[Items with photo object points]

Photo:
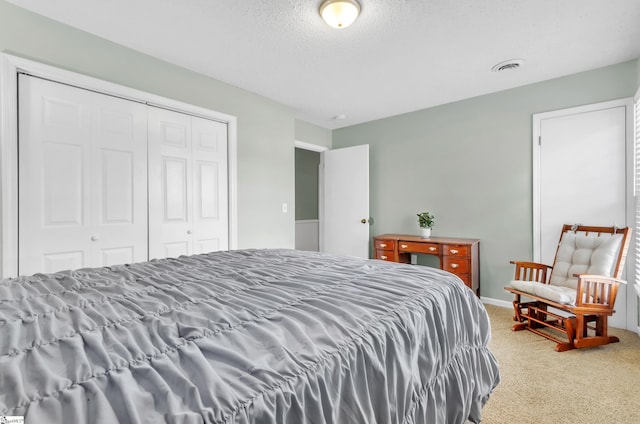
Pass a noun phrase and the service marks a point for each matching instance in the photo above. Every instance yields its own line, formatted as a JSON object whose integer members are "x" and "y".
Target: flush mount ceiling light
{"x": 339, "y": 13}
{"x": 507, "y": 65}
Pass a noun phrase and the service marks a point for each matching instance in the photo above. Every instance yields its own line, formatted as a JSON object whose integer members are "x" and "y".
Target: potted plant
{"x": 425, "y": 221}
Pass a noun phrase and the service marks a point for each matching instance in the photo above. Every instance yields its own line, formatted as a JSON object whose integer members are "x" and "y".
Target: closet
{"x": 104, "y": 180}
{"x": 187, "y": 184}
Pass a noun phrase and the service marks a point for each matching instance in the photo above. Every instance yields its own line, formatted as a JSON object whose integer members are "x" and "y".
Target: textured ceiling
{"x": 399, "y": 56}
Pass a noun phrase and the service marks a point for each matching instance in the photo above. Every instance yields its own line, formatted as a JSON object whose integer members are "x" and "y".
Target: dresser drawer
{"x": 455, "y": 250}
{"x": 465, "y": 279}
{"x": 413, "y": 247}
{"x": 384, "y": 244}
{"x": 455, "y": 265}
{"x": 385, "y": 255}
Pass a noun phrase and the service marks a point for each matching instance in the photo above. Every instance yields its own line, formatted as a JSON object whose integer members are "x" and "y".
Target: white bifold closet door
{"x": 188, "y": 199}
{"x": 82, "y": 178}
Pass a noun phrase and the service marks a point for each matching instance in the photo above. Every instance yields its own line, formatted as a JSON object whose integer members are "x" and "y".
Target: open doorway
{"x": 307, "y": 207}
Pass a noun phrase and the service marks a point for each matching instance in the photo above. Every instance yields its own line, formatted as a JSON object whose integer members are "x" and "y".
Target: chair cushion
{"x": 559, "y": 294}
{"x": 582, "y": 253}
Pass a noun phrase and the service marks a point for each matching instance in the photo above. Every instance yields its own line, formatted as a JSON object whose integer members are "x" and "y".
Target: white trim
{"x": 537, "y": 119}
{"x": 306, "y": 221}
{"x": 309, "y": 146}
{"x": 10, "y": 67}
{"x": 496, "y": 302}
{"x": 631, "y": 318}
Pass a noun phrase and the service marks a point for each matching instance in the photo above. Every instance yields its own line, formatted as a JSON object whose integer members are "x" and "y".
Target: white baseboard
{"x": 496, "y": 302}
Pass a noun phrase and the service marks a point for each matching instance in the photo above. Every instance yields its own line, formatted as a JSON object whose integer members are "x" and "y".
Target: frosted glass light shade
{"x": 339, "y": 13}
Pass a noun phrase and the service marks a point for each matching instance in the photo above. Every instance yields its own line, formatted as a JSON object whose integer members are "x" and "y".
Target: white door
{"x": 581, "y": 177}
{"x": 82, "y": 178}
{"x": 345, "y": 201}
{"x": 188, "y": 201}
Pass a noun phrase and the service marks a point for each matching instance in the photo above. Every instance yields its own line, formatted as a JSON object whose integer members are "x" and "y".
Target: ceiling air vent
{"x": 507, "y": 65}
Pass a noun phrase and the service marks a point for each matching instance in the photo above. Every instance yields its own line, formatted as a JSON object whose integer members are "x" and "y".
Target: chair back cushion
{"x": 584, "y": 253}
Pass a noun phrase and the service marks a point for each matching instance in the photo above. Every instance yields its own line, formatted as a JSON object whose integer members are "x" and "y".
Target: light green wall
{"x": 266, "y": 129}
{"x": 307, "y": 163}
{"x": 470, "y": 163}
{"x": 313, "y": 134}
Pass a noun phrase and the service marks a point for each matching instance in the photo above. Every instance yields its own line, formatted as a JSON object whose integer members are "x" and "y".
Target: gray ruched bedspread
{"x": 247, "y": 336}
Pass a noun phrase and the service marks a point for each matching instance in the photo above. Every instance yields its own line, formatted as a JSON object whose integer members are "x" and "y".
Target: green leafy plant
{"x": 425, "y": 220}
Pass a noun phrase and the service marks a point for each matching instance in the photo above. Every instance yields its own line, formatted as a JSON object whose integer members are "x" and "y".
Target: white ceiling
{"x": 399, "y": 56}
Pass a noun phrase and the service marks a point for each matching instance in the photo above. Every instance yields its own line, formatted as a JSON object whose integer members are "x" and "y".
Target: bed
{"x": 245, "y": 336}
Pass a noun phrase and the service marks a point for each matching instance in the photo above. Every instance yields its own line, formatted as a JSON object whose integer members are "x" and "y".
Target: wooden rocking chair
{"x": 582, "y": 287}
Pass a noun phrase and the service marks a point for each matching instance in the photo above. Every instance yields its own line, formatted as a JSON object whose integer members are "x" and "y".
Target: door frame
{"x": 627, "y": 103}
{"x": 320, "y": 149}
{"x": 10, "y": 67}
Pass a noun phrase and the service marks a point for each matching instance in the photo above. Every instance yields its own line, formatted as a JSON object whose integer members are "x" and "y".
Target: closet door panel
{"x": 82, "y": 178}
{"x": 170, "y": 184}
{"x": 54, "y": 175}
{"x": 210, "y": 220}
{"x": 119, "y": 185}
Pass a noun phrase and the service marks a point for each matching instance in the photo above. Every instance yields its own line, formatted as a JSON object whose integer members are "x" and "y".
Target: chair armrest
{"x": 531, "y": 271}
{"x": 597, "y": 291}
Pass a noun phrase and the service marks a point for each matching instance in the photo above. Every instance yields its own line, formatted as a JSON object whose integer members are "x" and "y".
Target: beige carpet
{"x": 539, "y": 385}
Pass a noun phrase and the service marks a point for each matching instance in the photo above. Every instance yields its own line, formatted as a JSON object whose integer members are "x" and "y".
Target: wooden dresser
{"x": 460, "y": 256}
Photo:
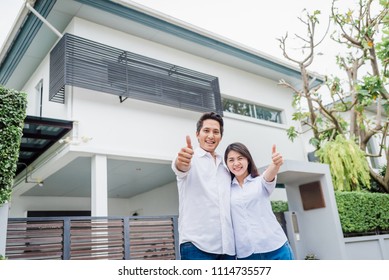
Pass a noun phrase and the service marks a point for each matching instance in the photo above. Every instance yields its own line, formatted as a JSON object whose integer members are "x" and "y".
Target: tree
{"x": 364, "y": 31}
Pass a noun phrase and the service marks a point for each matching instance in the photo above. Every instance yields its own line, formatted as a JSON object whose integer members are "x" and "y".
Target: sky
{"x": 253, "y": 23}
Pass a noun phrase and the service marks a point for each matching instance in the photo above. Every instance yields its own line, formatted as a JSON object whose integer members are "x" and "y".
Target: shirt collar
{"x": 248, "y": 178}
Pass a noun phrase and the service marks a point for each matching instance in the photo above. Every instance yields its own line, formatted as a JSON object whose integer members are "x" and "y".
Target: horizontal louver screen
{"x": 83, "y": 63}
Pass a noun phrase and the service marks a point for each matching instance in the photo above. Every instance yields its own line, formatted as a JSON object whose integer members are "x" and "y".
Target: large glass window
{"x": 251, "y": 110}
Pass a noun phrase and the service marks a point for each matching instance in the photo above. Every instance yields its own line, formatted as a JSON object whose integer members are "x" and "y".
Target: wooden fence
{"x": 91, "y": 238}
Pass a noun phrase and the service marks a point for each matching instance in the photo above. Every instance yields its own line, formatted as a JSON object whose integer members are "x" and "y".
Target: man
{"x": 205, "y": 227}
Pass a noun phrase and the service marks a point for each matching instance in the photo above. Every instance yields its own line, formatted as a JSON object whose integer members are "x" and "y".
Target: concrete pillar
{"x": 99, "y": 186}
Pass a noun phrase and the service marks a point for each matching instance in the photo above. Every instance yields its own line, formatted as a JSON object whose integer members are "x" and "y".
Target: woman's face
{"x": 237, "y": 164}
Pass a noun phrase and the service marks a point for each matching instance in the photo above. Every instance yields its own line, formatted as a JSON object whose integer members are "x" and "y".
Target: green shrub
{"x": 12, "y": 114}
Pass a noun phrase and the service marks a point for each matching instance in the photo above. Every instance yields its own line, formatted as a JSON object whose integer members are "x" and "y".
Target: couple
{"x": 226, "y": 214}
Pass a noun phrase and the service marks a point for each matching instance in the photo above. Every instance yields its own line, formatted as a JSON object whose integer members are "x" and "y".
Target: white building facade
{"x": 115, "y": 160}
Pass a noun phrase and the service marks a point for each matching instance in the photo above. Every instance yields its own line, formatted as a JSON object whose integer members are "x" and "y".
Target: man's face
{"x": 209, "y": 136}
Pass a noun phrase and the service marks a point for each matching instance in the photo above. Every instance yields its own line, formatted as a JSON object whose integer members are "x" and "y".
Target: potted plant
{"x": 12, "y": 114}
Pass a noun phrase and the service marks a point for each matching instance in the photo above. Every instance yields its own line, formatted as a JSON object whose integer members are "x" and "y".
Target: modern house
{"x": 114, "y": 88}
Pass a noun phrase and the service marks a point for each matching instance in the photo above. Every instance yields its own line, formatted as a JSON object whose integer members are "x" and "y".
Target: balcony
{"x": 79, "y": 62}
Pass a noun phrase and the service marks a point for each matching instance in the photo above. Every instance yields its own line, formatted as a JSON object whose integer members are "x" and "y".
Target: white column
{"x": 99, "y": 186}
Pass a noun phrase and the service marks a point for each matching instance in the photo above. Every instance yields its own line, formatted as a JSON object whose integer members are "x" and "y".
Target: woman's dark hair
{"x": 212, "y": 116}
{"x": 242, "y": 149}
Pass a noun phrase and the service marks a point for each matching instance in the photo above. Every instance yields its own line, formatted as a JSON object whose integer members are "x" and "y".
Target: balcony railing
{"x": 79, "y": 62}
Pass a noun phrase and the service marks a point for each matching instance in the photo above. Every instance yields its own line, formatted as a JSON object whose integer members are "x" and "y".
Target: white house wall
{"x": 152, "y": 132}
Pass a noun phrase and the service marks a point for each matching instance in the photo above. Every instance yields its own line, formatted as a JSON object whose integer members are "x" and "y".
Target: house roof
{"x": 30, "y": 39}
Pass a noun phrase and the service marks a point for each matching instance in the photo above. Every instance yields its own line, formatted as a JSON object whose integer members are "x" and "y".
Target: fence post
{"x": 66, "y": 238}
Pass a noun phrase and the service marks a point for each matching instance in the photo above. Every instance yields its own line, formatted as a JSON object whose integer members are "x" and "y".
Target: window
{"x": 39, "y": 98}
{"x": 251, "y": 110}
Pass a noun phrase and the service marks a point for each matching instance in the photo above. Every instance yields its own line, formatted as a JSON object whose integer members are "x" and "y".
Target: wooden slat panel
{"x": 90, "y": 239}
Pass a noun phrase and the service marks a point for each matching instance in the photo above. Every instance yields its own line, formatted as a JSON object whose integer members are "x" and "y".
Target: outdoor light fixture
{"x": 37, "y": 181}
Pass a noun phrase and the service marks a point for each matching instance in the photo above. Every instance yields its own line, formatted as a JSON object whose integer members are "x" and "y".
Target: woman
{"x": 258, "y": 234}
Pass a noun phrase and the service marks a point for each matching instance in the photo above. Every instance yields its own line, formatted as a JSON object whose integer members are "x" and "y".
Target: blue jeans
{"x": 282, "y": 253}
{"x": 189, "y": 251}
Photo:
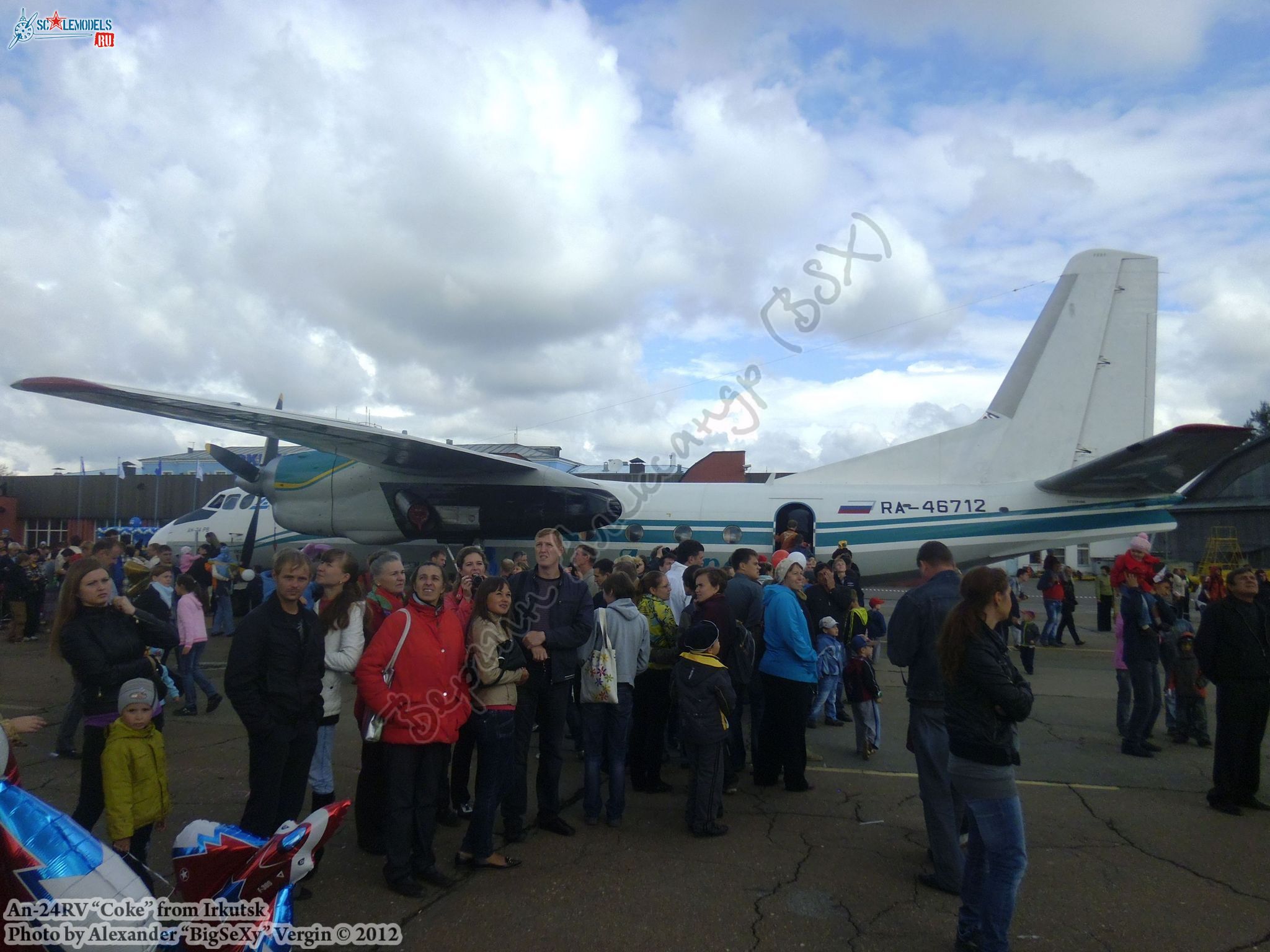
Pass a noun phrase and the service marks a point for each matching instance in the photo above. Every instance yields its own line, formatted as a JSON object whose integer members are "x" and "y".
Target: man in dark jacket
{"x": 273, "y": 679}
{"x": 915, "y": 627}
{"x": 826, "y": 598}
{"x": 745, "y": 597}
{"x": 551, "y": 615}
{"x": 1233, "y": 650}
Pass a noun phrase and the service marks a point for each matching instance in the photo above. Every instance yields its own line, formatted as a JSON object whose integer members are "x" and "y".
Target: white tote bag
{"x": 600, "y": 668}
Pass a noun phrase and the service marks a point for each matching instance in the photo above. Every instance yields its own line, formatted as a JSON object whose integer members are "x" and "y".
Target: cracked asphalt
{"x": 1123, "y": 853}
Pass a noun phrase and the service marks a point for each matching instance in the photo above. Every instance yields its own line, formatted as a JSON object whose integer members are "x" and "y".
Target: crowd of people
{"x": 637, "y": 660}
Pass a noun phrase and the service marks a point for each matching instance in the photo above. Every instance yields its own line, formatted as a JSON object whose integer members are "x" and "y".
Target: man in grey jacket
{"x": 915, "y": 627}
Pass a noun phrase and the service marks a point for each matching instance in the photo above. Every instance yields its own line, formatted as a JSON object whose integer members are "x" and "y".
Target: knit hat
{"x": 700, "y": 637}
{"x": 139, "y": 691}
{"x": 784, "y": 566}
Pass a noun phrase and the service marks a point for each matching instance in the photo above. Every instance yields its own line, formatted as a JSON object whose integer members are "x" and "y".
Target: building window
{"x": 47, "y": 532}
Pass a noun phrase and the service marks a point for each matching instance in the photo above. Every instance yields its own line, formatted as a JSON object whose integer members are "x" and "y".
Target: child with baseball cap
{"x": 828, "y": 668}
{"x": 135, "y": 776}
{"x": 705, "y": 697}
{"x": 864, "y": 695}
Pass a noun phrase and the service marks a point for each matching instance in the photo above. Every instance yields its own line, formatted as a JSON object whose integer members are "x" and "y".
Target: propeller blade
{"x": 234, "y": 462}
{"x": 249, "y": 540}
{"x": 271, "y": 444}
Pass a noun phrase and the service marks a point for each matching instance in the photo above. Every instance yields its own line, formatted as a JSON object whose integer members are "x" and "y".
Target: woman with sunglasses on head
{"x": 106, "y": 640}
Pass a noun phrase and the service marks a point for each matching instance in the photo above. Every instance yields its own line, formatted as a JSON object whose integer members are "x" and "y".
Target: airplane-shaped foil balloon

■ **What needs to be done**
State how many lines of the items above contain the string "jacket", treating uppercase and lowercase letters as distinct. Give the number alone.

■ **Response**
2